■ **WHAT IS REQUIRED**: Write out the stretch of the award article from "Professor Eugenio Culurciello." through "seventy other recipients.", word for word.

■ **TEXT UNDER STUDY**:
****************************************
Professor Eugenio Culurciello. Photo Courtesy of Office of Naval Research.

This winter, Dr. Eugenio Culurciello, Yale Associate Professor of Electrical Engineering, was awarded the Presidential Early Career Award by the White House for his research on biomedical instrumentation. The award recognizes researchers early in their careers who contribute to developments at the forefront of their fields and gives them a one million dollar grant over five years. President Obama honored Culurciello and about seventy other recipients.

Culurciello explained that members of the Office of Naval Research nominated him for the award after working with him on two of his projects. The first project was the development of the patch-clamp amplifier, now commercially available. This device measures the electrical currents from ions in the cell membrane and assesses the communication of a cell with its environment. By using the device to monitor the responses of cells to high pressures, the Office of Naval Research simulated the response of a Navy Seal under extreme conditions. The second project involved a special camera that records brain activity in real time. The camera, which measures electrical activity and assists in drawing correlations between brain activity and human thoughts, particularly benefits those with disabilities.

Culurciello has also made headway in creating an electronic vision system, which can see nearly as well as a human. The technology is currently being tested on cars, with the goal of making autonomous vehicles. All three projects are breaking new scientific ground, and the grant from the Early Career Award will assist them in the development of these technologies.
****************************************
■ **STUDY MATERIAL**:

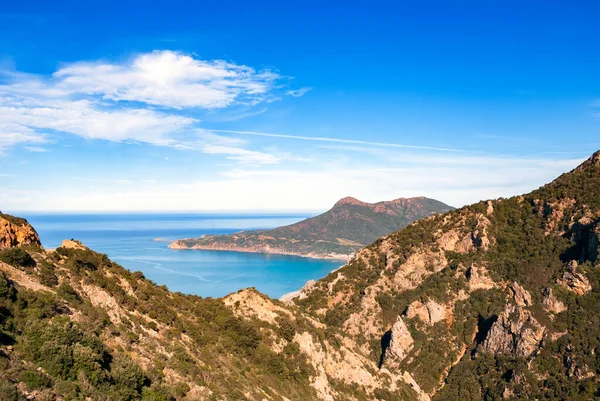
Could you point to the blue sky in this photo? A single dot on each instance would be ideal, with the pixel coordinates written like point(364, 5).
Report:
point(288, 106)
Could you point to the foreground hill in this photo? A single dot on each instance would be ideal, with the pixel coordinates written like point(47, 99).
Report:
point(497, 300)
point(338, 233)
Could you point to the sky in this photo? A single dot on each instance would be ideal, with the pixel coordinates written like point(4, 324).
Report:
point(289, 106)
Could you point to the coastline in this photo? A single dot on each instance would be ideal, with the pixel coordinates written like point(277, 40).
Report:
point(340, 257)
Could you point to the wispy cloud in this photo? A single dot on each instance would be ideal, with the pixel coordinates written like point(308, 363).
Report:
point(36, 149)
point(299, 92)
point(151, 98)
point(338, 140)
point(167, 78)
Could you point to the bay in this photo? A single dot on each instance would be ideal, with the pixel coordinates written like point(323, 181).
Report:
point(130, 240)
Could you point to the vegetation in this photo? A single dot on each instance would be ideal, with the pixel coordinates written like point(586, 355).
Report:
point(344, 229)
point(17, 257)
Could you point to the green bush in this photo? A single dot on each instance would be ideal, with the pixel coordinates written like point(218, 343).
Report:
point(8, 391)
point(35, 380)
point(17, 257)
point(47, 276)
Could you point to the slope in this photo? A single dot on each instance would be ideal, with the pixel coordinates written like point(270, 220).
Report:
point(339, 232)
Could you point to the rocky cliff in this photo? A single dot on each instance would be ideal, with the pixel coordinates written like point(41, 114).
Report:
point(337, 233)
point(497, 300)
point(16, 231)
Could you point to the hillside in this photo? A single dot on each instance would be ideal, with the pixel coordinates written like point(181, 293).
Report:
point(497, 300)
point(348, 226)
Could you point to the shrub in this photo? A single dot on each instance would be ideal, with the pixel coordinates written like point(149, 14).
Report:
point(35, 380)
point(17, 257)
point(47, 276)
point(8, 391)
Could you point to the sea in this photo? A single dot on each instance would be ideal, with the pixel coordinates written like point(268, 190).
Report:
point(139, 242)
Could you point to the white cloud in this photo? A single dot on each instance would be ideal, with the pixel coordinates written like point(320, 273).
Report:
point(170, 79)
point(36, 149)
point(118, 101)
point(15, 134)
point(85, 119)
point(337, 140)
point(451, 178)
point(299, 92)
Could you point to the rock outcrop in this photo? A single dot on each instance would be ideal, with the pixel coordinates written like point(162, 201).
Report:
point(515, 333)
point(336, 234)
point(429, 312)
point(574, 281)
point(521, 296)
point(401, 341)
point(16, 232)
point(551, 303)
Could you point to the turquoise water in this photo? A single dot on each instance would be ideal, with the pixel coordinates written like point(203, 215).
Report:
point(129, 239)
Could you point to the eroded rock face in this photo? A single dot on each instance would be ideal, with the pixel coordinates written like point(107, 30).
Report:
point(12, 234)
point(551, 303)
point(521, 296)
point(401, 341)
point(574, 281)
point(515, 333)
point(73, 244)
point(479, 279)
point(418, 309)
point(437, 312)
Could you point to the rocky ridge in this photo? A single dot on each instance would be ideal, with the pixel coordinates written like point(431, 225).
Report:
point(496, 300)
point(335, 234)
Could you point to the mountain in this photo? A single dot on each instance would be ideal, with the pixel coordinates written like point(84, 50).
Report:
point(337, 233)
point(497, 300)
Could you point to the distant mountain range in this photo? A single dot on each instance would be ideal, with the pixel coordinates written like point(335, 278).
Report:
point(348, 226)
point(499, 300)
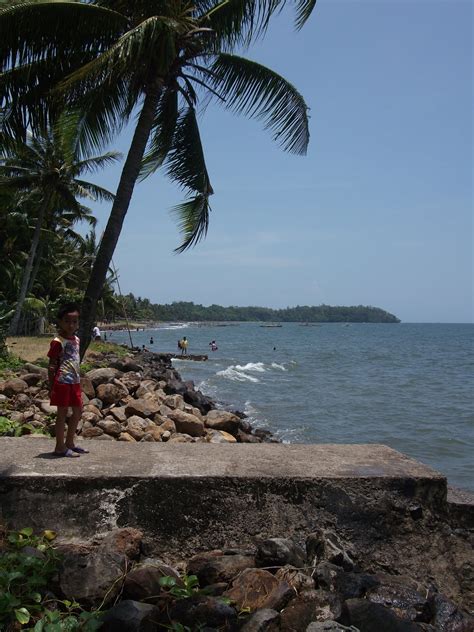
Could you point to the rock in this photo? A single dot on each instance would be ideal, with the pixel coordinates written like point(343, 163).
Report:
point(131, 616)
point(32, 379)
point(110, 426)
point(402, 595)
point(174, 402)
point(187, 424)
point(142, 407)
point(203, 609)
point(90, 574)
point(310, 606)
point(146, 386)
point(298, 580)
point(131, 381)
point(110, 393)
point(327, 545)
point(125, 436)
point(143, 581)
point(373, 617)
point(219, 436)
point(47, 409)
point(126, 364)
point(279, 552)
point(136, 427)
point(87, 387)
point(330, 626)
point(348, 585)
point(90, 408)
point(33, 368)
point(447, 616)
point(126, 540)
point(265, 620)
point(118, 412)
point(223, 420)
point(92, 433)
point(102, 376)
point(212, 568)
point(256, 588)
point(13, 387)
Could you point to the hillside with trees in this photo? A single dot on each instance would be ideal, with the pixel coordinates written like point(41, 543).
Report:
point(142, 309)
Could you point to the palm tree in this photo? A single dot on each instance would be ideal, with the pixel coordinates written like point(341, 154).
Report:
point(45, 173)
point(159, 56)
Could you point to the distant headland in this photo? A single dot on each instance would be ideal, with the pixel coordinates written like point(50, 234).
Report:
point(142, 309)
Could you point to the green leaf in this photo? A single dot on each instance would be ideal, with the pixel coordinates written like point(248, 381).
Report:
point(22, 615)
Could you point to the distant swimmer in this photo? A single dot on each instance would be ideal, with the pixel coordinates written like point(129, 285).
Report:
point(183, 345)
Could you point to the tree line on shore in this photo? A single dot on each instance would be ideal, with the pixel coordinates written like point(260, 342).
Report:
point(138, 308)
point(73, 75)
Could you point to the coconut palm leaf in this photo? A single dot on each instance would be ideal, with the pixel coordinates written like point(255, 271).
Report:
point(258, 92)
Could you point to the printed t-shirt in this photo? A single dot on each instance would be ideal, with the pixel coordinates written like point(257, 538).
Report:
point(67, 351)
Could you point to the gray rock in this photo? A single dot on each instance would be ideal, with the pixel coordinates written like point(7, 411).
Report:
point(102, 376)
point(279, 552)
point(131, 616)
point(265, 620)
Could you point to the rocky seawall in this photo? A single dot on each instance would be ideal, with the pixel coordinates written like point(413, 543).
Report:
point(139, 397)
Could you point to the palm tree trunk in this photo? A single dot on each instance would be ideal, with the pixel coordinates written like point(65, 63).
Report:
point(14, 325)
point(128, 178)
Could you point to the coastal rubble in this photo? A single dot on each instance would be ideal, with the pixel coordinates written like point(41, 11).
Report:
point(233, 591)
point(139, 397)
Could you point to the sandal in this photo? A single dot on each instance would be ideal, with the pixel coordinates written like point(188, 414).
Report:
point(67, 453)
point(79, 450)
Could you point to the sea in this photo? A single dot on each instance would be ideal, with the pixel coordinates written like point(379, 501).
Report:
point(409, 386)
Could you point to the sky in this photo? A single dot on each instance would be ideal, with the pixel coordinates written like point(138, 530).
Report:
point(379, 211)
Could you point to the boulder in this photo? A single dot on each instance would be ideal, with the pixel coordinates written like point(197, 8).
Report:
point(208, 610)
point(174, 402)
point(256, 588)
point(136, 427)
point(280, 552)
point(142, 407)
point(223, 420)
point(264, 620)
point(143, 581)
point(131, 381)
point(92, 432)
point(187, 424)
point(310, 606)
point(32, 379)
point(87, 387)
point(213, 567)
point(407, 598)
point(298, 580)
point(131, 616)
point(110, 393)
point(373, 617)
point(126, 540)
point(13, 387)
point(102, 376)
point(90, 574)
point(110, 426)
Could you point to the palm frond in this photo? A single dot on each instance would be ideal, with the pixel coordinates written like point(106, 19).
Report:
point(162, 134)
point(258, 92)
point(193, 220)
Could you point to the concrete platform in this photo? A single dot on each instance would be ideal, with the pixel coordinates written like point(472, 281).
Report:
point(191, 496)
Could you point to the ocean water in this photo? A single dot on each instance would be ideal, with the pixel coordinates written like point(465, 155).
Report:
point(409, 386)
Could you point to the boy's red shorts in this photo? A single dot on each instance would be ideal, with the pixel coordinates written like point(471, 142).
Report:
point(66, 395)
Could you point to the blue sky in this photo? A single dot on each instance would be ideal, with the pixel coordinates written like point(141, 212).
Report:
point(380, 210)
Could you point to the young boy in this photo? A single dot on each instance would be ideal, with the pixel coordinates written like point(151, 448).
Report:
point(65, 381)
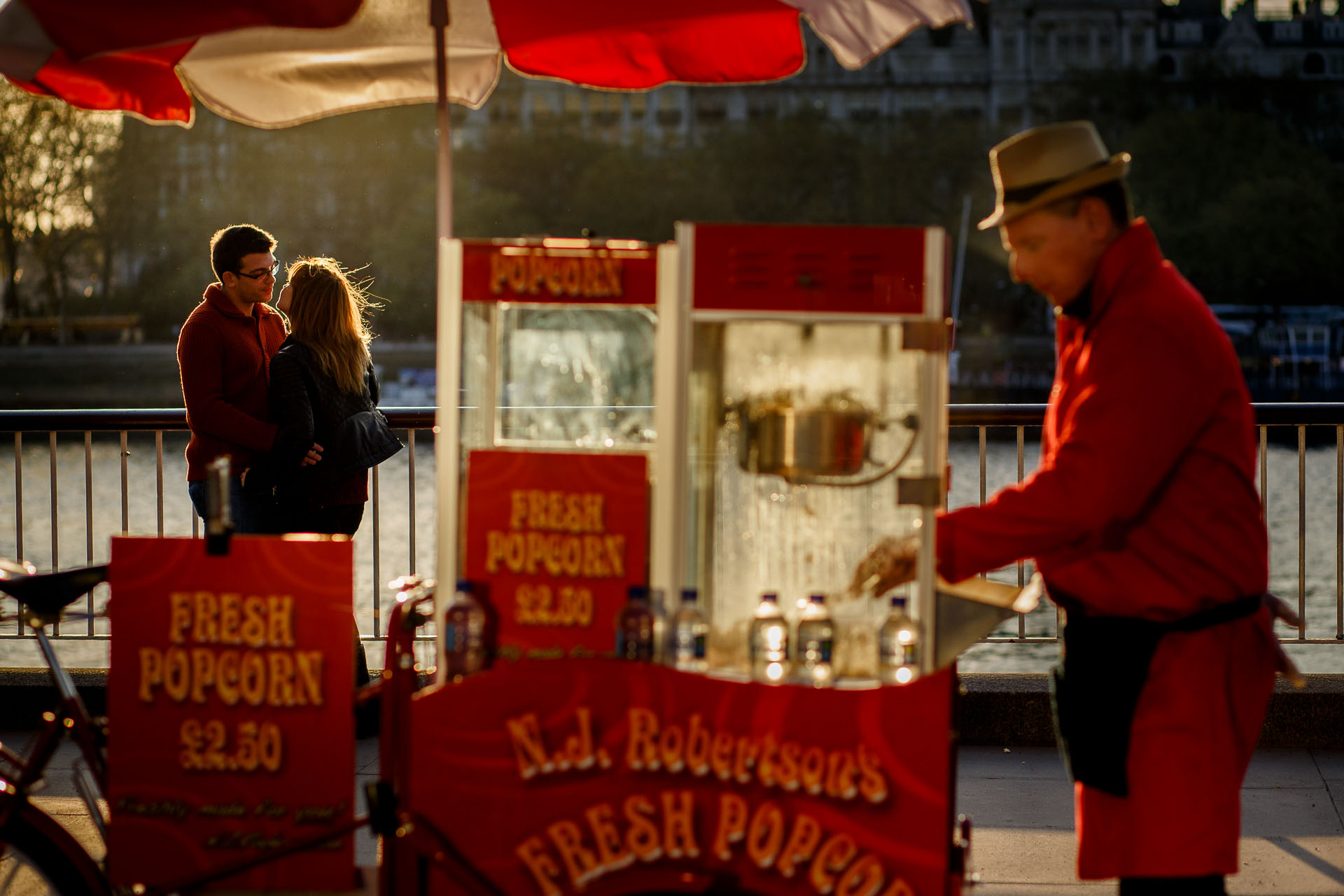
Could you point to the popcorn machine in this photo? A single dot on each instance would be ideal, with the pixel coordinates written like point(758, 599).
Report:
point(802, 415)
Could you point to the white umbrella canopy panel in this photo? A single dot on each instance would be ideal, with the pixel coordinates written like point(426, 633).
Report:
point(407, 51)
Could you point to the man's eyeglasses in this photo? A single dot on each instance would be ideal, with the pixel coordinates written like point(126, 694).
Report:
point(258, 274)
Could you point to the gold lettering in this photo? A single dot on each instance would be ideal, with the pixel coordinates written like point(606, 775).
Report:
point(533, 853)
point(641, 748)
point(765, 834)
point(176, 675)
point(202, 672)
point(838, 852)
point(679, 824)
point(526, 735)
point(643, 836)
point(610, 850)
point(733, 824)
point(308, 682)
point(580, 862)
point(802, 846)
point(207, 609)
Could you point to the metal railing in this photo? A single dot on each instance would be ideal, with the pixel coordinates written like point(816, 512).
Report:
point(984, 418)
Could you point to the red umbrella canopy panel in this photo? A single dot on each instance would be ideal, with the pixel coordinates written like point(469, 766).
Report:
point(274, 65)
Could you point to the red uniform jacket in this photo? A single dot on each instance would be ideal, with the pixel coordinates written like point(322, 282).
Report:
point(1145, 505)
point(225, 362)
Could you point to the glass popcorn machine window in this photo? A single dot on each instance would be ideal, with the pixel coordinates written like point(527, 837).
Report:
point(558, 344)
point(813, 424)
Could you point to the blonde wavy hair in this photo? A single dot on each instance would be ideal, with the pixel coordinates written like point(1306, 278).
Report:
point(327, 315)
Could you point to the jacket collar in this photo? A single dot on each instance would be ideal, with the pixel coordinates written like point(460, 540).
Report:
point(1133, 253)
point(219, 301)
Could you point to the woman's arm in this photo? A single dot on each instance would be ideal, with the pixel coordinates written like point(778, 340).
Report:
point(292, 410)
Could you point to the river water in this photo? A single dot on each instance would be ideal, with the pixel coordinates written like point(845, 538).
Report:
point(77, 545)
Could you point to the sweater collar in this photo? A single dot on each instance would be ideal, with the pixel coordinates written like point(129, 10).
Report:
point(219, 301)
point(1133, 253)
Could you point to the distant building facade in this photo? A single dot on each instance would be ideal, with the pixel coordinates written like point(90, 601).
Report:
point(1002, 71)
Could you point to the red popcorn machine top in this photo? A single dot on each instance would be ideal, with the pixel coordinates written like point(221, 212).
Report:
point(802, 415)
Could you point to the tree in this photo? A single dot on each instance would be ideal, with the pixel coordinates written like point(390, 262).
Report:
point(46, 187)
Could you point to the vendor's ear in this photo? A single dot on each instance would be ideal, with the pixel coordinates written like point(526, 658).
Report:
point(1096, 218)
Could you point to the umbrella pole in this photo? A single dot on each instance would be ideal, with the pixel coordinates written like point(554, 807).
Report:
point(449, 343)
point(440, 19)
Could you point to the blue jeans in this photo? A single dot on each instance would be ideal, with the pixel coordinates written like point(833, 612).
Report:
point(248, 517)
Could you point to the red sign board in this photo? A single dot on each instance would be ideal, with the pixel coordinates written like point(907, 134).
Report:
point(570, 272)
point(609, 777)
point(229, 699)
point(558, 538)
point(820, 269)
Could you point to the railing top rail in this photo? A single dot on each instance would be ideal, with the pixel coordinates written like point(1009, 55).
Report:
point(1266, 414)
point(421, 418)
point(156, 418)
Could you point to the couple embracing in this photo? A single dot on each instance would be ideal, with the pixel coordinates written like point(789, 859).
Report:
point(286, 393)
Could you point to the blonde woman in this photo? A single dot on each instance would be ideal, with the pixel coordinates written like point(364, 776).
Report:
point(323, 391)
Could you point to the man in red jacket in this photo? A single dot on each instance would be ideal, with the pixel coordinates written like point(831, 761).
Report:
point(1144, 520)
point(223, 355)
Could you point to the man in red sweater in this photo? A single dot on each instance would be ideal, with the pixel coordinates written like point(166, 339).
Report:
point(1144, 520)
point(223, 355)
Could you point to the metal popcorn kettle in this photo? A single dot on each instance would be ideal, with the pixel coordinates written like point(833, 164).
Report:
point(825, 442)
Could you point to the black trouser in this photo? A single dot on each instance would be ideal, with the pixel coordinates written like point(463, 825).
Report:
point(1211, 886)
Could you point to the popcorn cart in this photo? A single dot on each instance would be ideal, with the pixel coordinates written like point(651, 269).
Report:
point(790, 412)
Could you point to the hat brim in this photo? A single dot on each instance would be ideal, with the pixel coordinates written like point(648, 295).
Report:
point(1007, 213)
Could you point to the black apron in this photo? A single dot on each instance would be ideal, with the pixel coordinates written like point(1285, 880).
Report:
point(1097, 684)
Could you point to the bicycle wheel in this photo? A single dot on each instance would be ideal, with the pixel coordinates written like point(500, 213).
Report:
point(41, 858)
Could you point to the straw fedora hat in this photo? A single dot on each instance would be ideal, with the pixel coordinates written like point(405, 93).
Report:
point(1044, 164)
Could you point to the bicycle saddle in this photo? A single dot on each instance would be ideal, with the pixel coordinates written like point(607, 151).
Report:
point(49, 593)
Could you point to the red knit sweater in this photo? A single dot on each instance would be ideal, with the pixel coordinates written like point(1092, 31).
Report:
point(225, 362)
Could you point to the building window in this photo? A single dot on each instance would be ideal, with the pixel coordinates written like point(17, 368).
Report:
point(1288, 31)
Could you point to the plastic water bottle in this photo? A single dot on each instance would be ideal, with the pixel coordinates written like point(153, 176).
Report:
point(816, 641)
point(769, 641)
point(635, 626)
point(689, 634)
point(898, 647)
point(464, 633)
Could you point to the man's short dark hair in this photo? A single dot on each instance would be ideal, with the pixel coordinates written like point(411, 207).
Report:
point(1113, 194)
point(229, 246)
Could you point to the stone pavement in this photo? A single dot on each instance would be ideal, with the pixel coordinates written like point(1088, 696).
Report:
point(1022, 809)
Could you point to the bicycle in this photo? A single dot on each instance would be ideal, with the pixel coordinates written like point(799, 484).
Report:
point(39, 856)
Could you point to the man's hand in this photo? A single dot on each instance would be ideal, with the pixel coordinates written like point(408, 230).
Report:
point(886, 566)
point(1280, 610)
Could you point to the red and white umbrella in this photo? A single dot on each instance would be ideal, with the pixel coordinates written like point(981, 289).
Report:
point(274, 64)
point(281, 62)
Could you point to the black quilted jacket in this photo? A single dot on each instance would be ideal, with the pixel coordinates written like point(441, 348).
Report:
point(309, 407)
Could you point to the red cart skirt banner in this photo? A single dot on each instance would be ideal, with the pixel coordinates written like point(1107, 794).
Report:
point(556, 539)
point(610, 777)
point(229, 700)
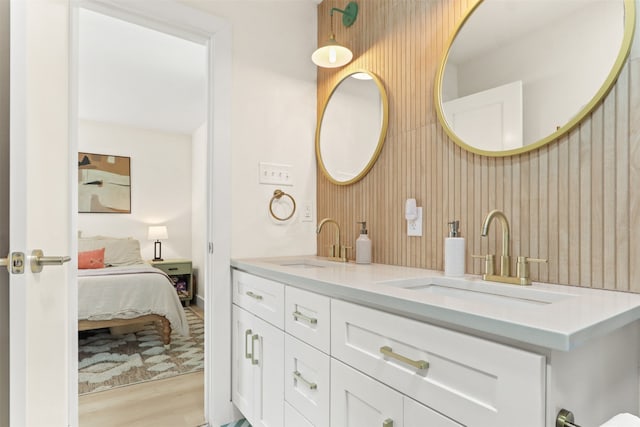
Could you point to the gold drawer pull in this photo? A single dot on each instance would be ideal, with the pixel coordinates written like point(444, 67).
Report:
point(254, 361)
point(298, 376)
point(311, 320)
point(419, 364)
point(247, 333)
point(254, 296)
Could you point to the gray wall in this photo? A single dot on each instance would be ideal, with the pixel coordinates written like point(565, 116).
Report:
point(4, 211)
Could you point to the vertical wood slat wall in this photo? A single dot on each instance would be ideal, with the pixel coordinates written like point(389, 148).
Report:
point(575, 202)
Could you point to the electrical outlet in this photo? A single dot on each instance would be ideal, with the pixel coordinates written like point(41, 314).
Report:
point(272, 173)
point(414, 228)
point(307, 212)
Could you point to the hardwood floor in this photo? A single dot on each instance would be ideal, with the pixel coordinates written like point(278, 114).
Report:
point(172, 402)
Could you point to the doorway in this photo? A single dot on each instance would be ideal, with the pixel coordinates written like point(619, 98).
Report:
point(182, 22)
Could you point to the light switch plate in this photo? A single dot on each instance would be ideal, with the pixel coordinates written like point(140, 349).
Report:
point(273, 173)
point(414, 228)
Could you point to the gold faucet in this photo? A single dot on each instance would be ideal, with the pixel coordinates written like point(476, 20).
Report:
point(522, 271)
point(505, 258)
point(337, 252)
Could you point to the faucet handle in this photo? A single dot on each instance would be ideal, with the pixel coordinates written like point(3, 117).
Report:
point(522, 268)
point(343, 252)
point(489, 261)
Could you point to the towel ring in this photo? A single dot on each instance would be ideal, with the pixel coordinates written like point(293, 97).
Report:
point(277, 195)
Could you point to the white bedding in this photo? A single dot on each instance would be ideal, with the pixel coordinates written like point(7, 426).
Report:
point(129, 291)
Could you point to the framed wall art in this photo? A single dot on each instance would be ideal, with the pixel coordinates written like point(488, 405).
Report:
point(104, 183)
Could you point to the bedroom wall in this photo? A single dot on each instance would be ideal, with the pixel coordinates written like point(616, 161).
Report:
point(273, 118)
point(160, 185)
point(4, 211)
point(198, 207)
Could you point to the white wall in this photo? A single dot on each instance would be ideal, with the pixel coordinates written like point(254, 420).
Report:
point(273, 118)
point(4, 211)
point(160, 185)
point(199, 206)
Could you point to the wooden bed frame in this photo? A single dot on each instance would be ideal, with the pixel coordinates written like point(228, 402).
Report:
point(162, 324)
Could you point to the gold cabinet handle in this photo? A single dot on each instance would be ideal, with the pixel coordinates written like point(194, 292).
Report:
point(298, 377)
point(419, 364)
point(254, 338)
point(254, 296)
point(311, 320)
point(247, 355)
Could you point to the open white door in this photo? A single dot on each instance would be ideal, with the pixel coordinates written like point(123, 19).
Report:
point(40, 207)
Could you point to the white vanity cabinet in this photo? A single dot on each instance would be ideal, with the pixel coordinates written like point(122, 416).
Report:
point(258, 355)
point(258, 349)
point(474, 381)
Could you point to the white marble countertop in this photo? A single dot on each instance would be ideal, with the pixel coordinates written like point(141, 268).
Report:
point(569, 317)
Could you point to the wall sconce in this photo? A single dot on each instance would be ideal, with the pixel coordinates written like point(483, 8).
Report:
point(157, 232)
point(332, 54)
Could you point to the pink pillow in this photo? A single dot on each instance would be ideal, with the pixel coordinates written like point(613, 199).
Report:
point(91, 259)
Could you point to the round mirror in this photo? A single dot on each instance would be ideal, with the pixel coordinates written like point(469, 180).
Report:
point(352, 128)
point(520, 73)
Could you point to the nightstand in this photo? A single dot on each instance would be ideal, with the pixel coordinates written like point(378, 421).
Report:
point(181, 273)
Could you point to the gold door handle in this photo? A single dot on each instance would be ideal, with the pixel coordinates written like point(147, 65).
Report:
point(254, 361)
point(254, 296)
point(298, 377)
point(38, 260)
point(418, 364)
point(247, 333)
point(311, 320)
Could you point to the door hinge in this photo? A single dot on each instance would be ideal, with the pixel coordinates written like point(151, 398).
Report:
point(14, 262)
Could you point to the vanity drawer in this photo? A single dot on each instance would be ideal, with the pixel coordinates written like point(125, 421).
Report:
point(307, 317)
point(471, 380)
point(306, 380)
point(293, 418)
point(262, 297)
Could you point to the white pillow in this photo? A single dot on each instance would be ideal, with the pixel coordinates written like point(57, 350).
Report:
point(117, 252)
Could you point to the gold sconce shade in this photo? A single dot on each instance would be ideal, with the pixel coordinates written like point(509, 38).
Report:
point(332, 54)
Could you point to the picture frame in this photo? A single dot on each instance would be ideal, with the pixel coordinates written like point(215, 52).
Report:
point(104, 183)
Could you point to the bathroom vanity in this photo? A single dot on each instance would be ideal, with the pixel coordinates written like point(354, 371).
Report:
point(321, 343)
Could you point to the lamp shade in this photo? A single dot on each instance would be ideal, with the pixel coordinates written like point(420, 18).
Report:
point(157, 232)
point(332, 55)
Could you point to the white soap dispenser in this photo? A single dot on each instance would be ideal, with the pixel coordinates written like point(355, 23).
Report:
point(363, 246)
point(454, 251)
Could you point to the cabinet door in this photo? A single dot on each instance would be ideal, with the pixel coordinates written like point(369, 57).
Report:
point(359, 401)
point(242, 369)
point(417, 415)
point(268, 409)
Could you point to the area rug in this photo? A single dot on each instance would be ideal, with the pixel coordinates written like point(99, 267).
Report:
point(106, 361)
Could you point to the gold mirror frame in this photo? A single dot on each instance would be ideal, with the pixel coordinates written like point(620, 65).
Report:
point(629, 29)
point(383, 129)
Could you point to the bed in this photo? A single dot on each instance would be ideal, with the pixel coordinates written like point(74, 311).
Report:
point(116, 287)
****************************************
■ **RESULT OF THE EXERCISE**:
Professor Eugenio Culurciello. Photo Courtesy of Office of Naval Research.

This winter, Dr. Eugenio Culurciello, Yale Associate Professor of Electrical Engineering, was awarded the Presidential Early Career Award by the White House for his research on biomedical instrumentation. The award recognizes researchers early in their careers who contribute to developments at the forefront of their fields and gives them a one million dollar grant over five years. President Obama honored Culurciello and about seventy other recipients.